Tâches à réaliser.
(a) Dans le texte sur les Panama Papers et la personnalité de l'employé, quelle somme annuelle supplémentaire le recourant disait-il pouvoir gagner dans le secteur public ?
(b) Reprenez le texte sur les Panama Papers et la personnalité de l'employé à la suite de sa dernière phrase.

Section de texte.
Panama Papers et protection de la personnalité de l’employé

Le recourant [avocat, collaborateur de l’employeur associé dans une Etude] invoque encore une violation des art. 28a al. 3 CC, 42 al. 2 CO, 43 al. 1 CO, 49 CO et 55 CO, qui résulterait d’un établissement arbitraire des faits: l’intimé [l’associé employeur] aurait porté atteinte à sa personnalité, puisque son étude aurait été associée à l’affaire des  » Panama Papers « ; ceci lui aurait causé un dommage ainsi qu’un tort moral. 

 Selon l’instance précédente, le recourant n’avait pas rendu vraisemblable un quelconque comportement répréhensible de l’employeur à son encontre, ni pendant la relation contractuelle, ni après celle-ci, de sorte qu’il fallait retenir qu’il n’y avait pas d’atteinte à sa personnalité au sens de l’art. 328 al. 1 CO. En particulier, le recourant n’était qu’un collaborateur subordonné dans l’étude qui, au demeurant, n’était pas organisée sous une forme intégrée. Ainsi, que l’étude ait par hypothèse été en charge de dossiers dévoilés par le scandale des  » Panama Papers  » ne signifiait pas encore que le recourant ait travaillé sur ces dossiers et que sa réputation ait été atteinte par ces révélations. Quant au dommage allégué par le recourant, correspondant à la différence entre son salaire effectif au moment des faits et celui auquel il aurait pu prétendre sans cette hypothétique atteinte, il n’avait pas démontré que ses chances sur le marché du travail avaient été réduites, singulièrement dans l’administration publique ou la magistrature, comme il l’alléguait. Dans ce contexte, il n’était pas suffisant d’affirmer qu’il aurait pu gagner 20’000 fr. de plus par an en exerçant dans le secteur public, spécifiquement en tant que juge au Tribunal administratif fédéral: postuler à cette fonction ne signifiait pas encore être élu à celle-ci. Le recourant n’avait en outre produit aucun document démontrant que sa candidature avait été écartée en raison de son activité antérieure dans l’étude de l’intimé; il affirmait au contraire avoir retiré lui-même sa postulation. S’agissant de son prétendu tort moral, le recourant n’en fournissait pas la moindre preuve; il n’alléguait d’ailleurs aucune incapacité de travail, ni traumatisme ou suivi médical.

Données d'expressions référentielles sur photos.

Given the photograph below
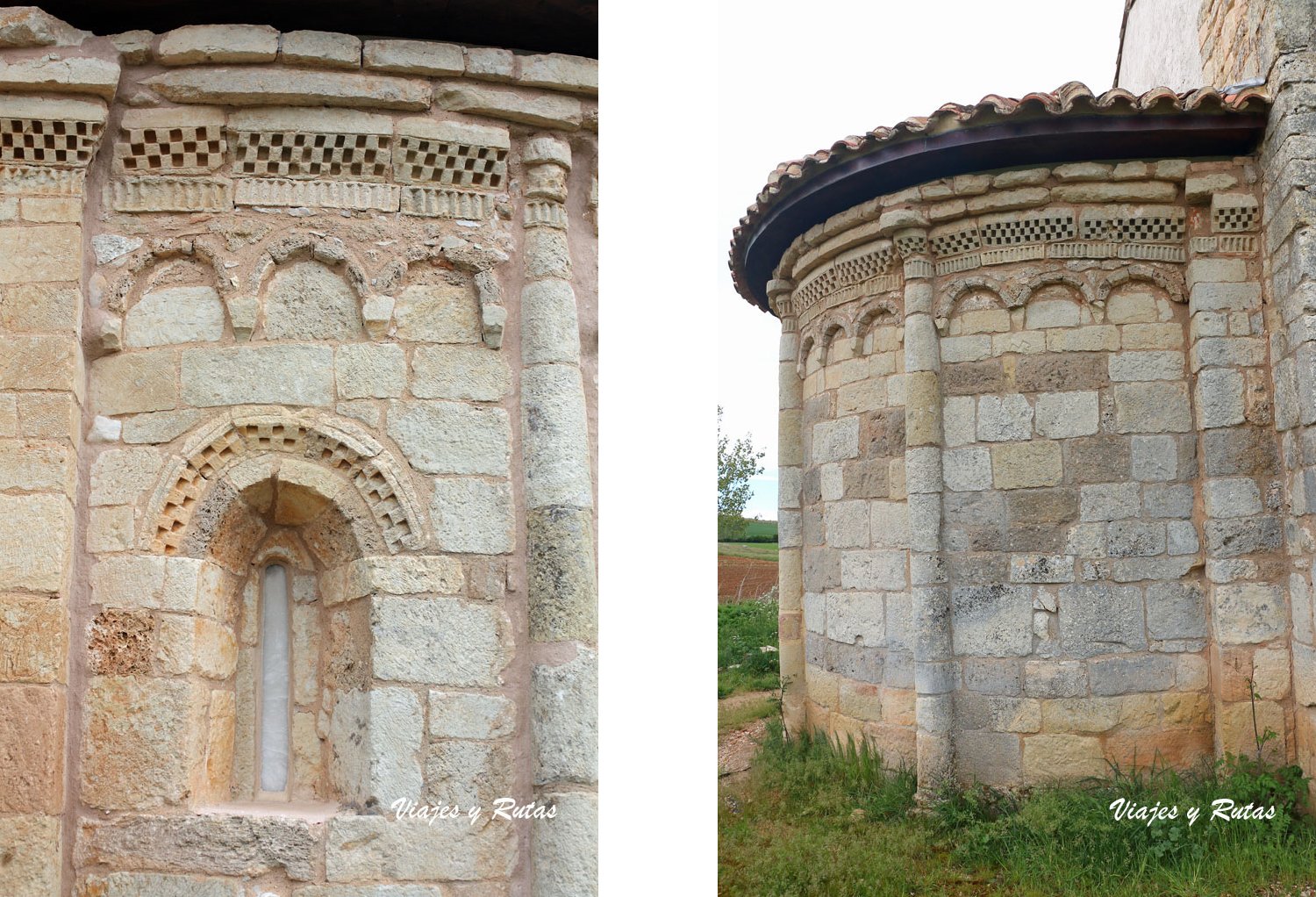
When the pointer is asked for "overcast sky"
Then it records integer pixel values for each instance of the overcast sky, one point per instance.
(797, 76)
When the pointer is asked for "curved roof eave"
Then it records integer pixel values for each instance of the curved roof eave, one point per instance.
(1070, 124)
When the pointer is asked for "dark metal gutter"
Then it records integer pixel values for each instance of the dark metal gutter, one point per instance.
(1041, 141)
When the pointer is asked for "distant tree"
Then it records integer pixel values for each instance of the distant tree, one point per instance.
(736, 464)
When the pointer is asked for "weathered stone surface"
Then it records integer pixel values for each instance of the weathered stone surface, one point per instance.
(874, 570)
(139, 381)
(320, 49)
(37, 534)
(139, 741)
(121, 476)
(1152, 407)
(1002, 419)
(1177, 610)
(21, 26)
(450, 437)
(439, 642)
(555, 437)
(473, 515)
(468, 773)
(1061, 415)
(33, 847)
(37, 255)
(366, 847)
(1126, 675)
(57, 74)
(413, 57)
(461, 714)
(1100, 618)
(33, 638)
(992, 621)
(561, 71)
(37, 468)
(39, 308)
(1048, 757)
(1248, 612)
(370, 370)
(1020, 465)
(153, 884)
(437, 313)
(531, 108)
(565, 850)
(855, 618)
(376, 738)
(308, 300)
(561, 575)
(205, 843)
(392, 576)
(32, 734)
(194, 44)
(470, 373)
(276, 374)
(278, 86)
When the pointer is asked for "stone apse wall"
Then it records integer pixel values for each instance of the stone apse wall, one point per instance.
(297, 300)
(1042, 492)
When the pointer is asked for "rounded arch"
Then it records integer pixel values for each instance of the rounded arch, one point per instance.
(1170, 281)
(828, 331)
(805, 348)
(163, 250)
(310, 247)
(874, 310)
(952, 295)
(307, 462)
(1021, 290)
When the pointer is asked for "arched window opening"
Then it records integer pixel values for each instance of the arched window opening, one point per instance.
(275, 678)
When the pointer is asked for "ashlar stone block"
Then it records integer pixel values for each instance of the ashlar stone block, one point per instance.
(458, 371)
(1100, 618)
(1248, 613)
(462, 714)
(1005, 418)
(1152, 407)
(473, 515)
(1021, 465)
(439, 642)
(1068, 413)
(370, 370)
(565, 720)
(992, 621)
(450, 437)
(141, 741)
(37, 533)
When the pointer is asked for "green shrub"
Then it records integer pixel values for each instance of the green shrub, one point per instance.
(742, 630)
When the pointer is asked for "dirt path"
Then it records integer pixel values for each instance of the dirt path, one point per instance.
(736, 747)
(744, 578)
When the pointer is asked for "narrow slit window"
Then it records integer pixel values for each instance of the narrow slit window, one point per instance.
(275, 710)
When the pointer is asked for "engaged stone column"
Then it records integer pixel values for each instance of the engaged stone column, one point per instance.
(1240, 485)
(560, 526)
(41, 400)
(936, 675)
(790, 570)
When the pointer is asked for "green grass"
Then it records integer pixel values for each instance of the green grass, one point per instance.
(762, 551)
(742, 628)
(760, 530)
(729, 718)
(815, 818)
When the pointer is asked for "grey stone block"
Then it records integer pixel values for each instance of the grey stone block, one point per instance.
(1099, 618)
(1129, 675)
(1177, 610)
(1134, 539)
(561, 585)
(992, 621)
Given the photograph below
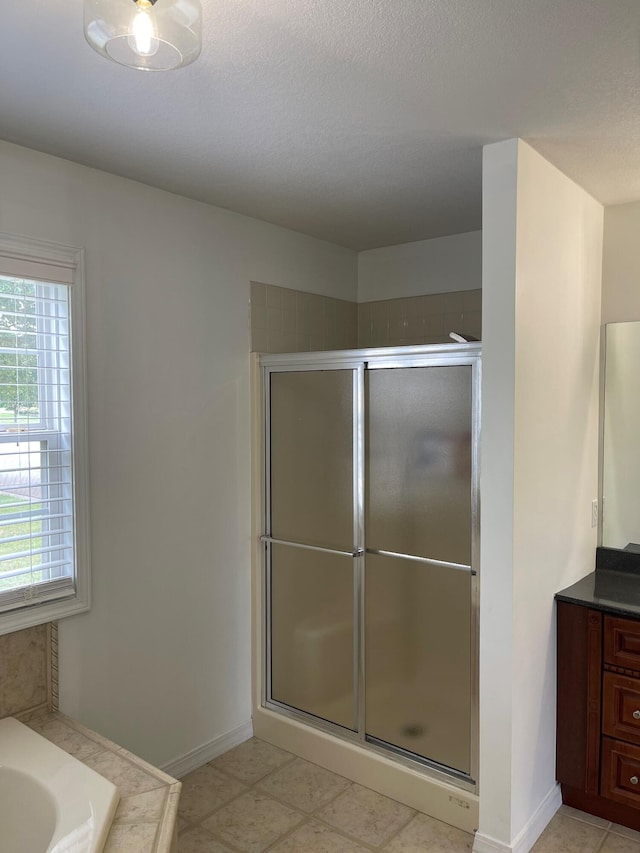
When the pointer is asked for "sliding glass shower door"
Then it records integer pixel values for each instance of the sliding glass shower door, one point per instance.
(370, 538)
(418, 565)
(313, 548)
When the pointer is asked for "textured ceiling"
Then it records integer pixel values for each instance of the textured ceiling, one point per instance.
(357, 121)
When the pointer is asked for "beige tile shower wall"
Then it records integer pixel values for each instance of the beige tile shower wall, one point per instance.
(420, 319)
(29, 670)
(284, 320)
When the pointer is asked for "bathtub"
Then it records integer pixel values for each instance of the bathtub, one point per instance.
(49, 801)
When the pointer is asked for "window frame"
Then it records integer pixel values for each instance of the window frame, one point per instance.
(58, 264)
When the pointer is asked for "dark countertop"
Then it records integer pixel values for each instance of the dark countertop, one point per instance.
(611, 591)
(614, 586)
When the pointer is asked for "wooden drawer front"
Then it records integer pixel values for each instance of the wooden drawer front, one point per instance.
(622, 642)
(620, 779)
(620, 702)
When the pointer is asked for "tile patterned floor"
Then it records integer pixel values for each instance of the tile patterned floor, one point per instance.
(258, 798)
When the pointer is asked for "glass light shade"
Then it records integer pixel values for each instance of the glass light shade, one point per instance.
(148, 36)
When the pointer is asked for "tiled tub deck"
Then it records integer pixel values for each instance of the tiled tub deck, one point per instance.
(145, 821)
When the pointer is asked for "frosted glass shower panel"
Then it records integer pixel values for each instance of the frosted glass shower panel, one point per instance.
(312, 457)
(418, 659)
(312, 629)
(418, 497)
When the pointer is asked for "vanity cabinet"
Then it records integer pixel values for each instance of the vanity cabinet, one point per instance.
(598, 722)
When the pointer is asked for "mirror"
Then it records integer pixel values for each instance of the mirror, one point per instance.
(620, 498)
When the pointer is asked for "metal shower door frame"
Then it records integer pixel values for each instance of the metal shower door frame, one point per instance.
(358, 361)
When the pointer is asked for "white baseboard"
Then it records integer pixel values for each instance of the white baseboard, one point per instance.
(529, 834)
(208, 751)
(486, 844)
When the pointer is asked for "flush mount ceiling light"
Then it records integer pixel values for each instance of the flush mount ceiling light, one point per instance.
(150, 35)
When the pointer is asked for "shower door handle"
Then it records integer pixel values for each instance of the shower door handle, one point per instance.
(357, 552)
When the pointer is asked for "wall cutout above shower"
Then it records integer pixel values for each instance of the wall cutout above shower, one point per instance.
(286, 320)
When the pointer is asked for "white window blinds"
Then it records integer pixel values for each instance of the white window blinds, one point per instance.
(37, 528)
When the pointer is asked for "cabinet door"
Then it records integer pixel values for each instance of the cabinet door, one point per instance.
(621, 707)
(622, 642)
(579, 687)
(621, 772)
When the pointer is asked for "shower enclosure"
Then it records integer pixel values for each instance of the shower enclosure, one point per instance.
(371, 549)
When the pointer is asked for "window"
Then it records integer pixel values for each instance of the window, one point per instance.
(43, 517)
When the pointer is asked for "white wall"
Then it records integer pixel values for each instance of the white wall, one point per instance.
(441, 265)
(540, 398)
(161, 664)
(621, 264)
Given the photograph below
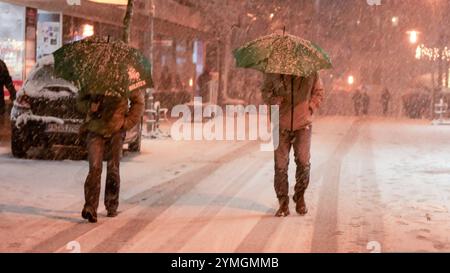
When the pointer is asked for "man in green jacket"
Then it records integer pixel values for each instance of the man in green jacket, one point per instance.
(108, 118)
(298, 99)
(5, 80)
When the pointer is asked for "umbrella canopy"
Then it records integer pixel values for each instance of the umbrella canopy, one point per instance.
(282, 54)
(99, 66)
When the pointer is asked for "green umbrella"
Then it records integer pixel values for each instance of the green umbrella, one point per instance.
(282, 54)
(98, 66)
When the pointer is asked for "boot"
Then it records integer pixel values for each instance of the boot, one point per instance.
(283, 211)
(302, 177)
(300, 204)
(88, 215)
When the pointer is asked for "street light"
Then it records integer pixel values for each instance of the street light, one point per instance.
(350, 80)
(111, 2)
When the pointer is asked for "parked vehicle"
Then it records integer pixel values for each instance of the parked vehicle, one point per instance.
(44, 114)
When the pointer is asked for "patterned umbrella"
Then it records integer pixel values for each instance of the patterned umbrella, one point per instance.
(98, 66)
(282, 54)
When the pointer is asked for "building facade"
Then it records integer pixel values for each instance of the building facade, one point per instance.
(170, 33)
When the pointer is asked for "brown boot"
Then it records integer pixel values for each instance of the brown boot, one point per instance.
(300, 204)
(283, 211)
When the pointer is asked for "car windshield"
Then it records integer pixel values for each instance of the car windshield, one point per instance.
(44, 74)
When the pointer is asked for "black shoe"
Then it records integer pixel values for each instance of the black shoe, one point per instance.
(112, 213)
(283, 211)
(89, 216)
(301, 206)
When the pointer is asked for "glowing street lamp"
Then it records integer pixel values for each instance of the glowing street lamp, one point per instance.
(88, 30)
(413, 36)
(111, 2)
(395, 21)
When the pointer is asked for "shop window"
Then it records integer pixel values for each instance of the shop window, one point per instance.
(12, 38)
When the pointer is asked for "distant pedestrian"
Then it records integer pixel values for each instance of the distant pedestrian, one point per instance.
(357, 102)
(165, 80)
(365, 100)
(385, 99)
(108, 118)
(298, 99)
(5, 81)
(203, 84)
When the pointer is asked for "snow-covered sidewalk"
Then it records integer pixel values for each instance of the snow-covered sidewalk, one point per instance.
(374, 180)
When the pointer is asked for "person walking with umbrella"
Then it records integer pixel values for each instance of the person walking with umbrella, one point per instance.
(291, 81)
(385, 99)
(357, 102)
(111, 77)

Réponses.
(a) 20’000 fr. de plus par an.

(b)
 En substance, la critique qu’adresse le recourant à l’arrêt cantonal peut être résumée en deux points: 

— D’une part, il reproche à l’instance précédente d’avoir nié toute atteinte à sa personnalité. Dénonçant un établissement arbitraire des faits, il prétend avoir prouvé à satisfaction en première instance que l’étude dont l’intimé était l’un des associés était très fortement impliquée dans le scandale des  » Panama Papers  » en 2016; son nom ressortait à ses dires plus de 150 fois dans les banques de données publiées dans ce contexte. L’intimé n’aurait par ailleurs pris aucune mesure pour protéger la personnalité du recourant, notamment pour éviter tout amalgame entre ce dernier et l’affaire en cause; il aurait même délibérément provoqué cette confusion. 

— D’autre part, le recourant fait valoir que la cour cantonale aurait, de manière arbitraire, nié qu’un dommage était établi. Il aurait pourtant démontré qu’en raison du scandale en cause, il avait été contraint de taire son expérience professionnelle de quatre ans et demi pour l’intimé et qu’il avait de ce fait été incapable de postuler à des postes du secteur public correspondant à son niveau de carrière, soit notamment à celui de juge administratif fédéral ou de cadre. Son dommage s’élèverait ainsi à la somme de 40’000 fr., soit à la différence entre le salaire qu’il avait perçu entre 2017 et 2019 et celui d’un « juge au Tribunal administratif fédéral à 60% ou pour un emploi équivalent dans d’autres unités du secteur public à classe salariale comparable, cela pendant deux ans ». Subsidiairement, si la Cour de céans devait par impossible estimer que le dommage n’a pas été prouvé, le recourant requiert qu’elle le détermine équitablement sur la base des art. 42 al. 2 CO et 43 al. 1 CO. Enfin, il estime que l’autorité précédente aurait, de manière insoutenable, retenu qu’il n’avait ni allégué ni prouvé une incapacité de travail; si on le saisit bien, il prétend par-là avoir démontré l’existence d’un tort moral.

 Sans qu’il ne l’explicite, le recourant reproche à la cour cantonale d’avoir violé l’art. 328 CO. Avant d’examiner les mérites de ses critiques, il convient de rappeler certains principes juridiques.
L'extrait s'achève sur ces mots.